* CHALLENGE 1
Answer these questions from the article on Grace Blakeley, one per line:
(a) Which publication does she currently write for as a staff writer?
(b) In which town was she born?
(c) Which firm employed her as a management consultant?
* CHALLENGE 2
Using the article on Grace Blakeley, explain in one to three sentences what the Institute for Public Policy Research is and what her work there focused on.
* CHALLENGE 3
Continue the article on Grace Blakeley from its last sentence.

Grace Blakeley


Grace Blakeley is a British economics and politics commentator, columnist, journalist, author, and Labour Party activist. She is a staff writer for Tribune and was previously the economics commentator of the New Statesman. She also contributes to Novara Media.

Early life

Blakeley was born in Basingstoke, a town in Hampshire. She was privately educated at Lord Wandsworth College, and later attended the comprehensive school, Sixth Form College, Farnborough. She studied Philosophy, Politics and Economics at St Peter's College, Oxford, graduating with a first. Blakeley then obtained a master's degree in African Studies at St Antony's College, Oxford. After graduating, she worked as a management consultant for KPMG in their Public Sector and Healthcare Practice division. Blakeley then worked as a research fellow for a year at the left-wing think tank, Institute for Public Policy Research in Manchester, specialising in regional economic policy.

* COLLECTED MATERIAL
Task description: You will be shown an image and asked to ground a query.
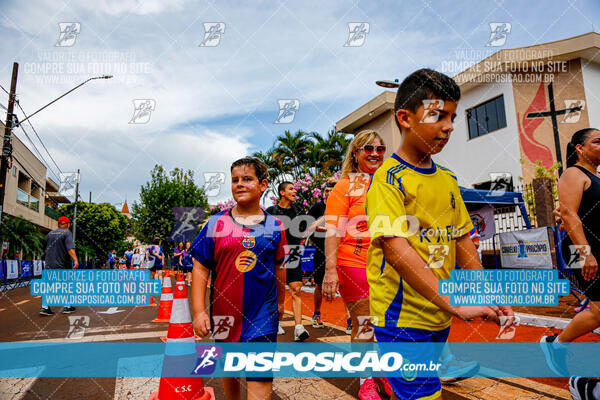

* EXERCISE RESULT 1
(a) Tribune
(b) Basingstoke, a town in Hampshire
(c) KPMG, in its Public Sector and Healthcare Practice division

* EXERCISE RESULT 2
The Institute for Public Policy Research is a left-wing think tank, and she worked at its Manchester office as a research fellow for a year. There she specialised in regional economic policy.

* EXERCISE RESULT 3
Career

Blakeley joined the magazine New Statesman in January 2019 as its economics commentator, writing a fortnightly column and contributing to the website and podcasts. Her articles for the magazine included support for Lexit and a Green New Deal. Her first book, Stolen: How to Save the World from Financialisation, was published by Repeater Books on 10 September 2019. Michael Galant writing for the openDemocracy website, praised the book as a "convincing critique of modern capitalism for socialists and skeptics alike". CapX's Diego Zuluaga commented in his review that it was a "sweeping polemic against the market economy", and felt the author had been selective in how she presented evidence for her arguments.
Blakeley has appeared on programmes such as This Week, Question Time, Good Morning Britain, Politics Live and The Andrew Marr Show.
Blakeley became a staff writer for the democratic socialist magazine Tribune in January 2020. She sits on the Labour Party's National Policy Forum, which is responsible for policy development.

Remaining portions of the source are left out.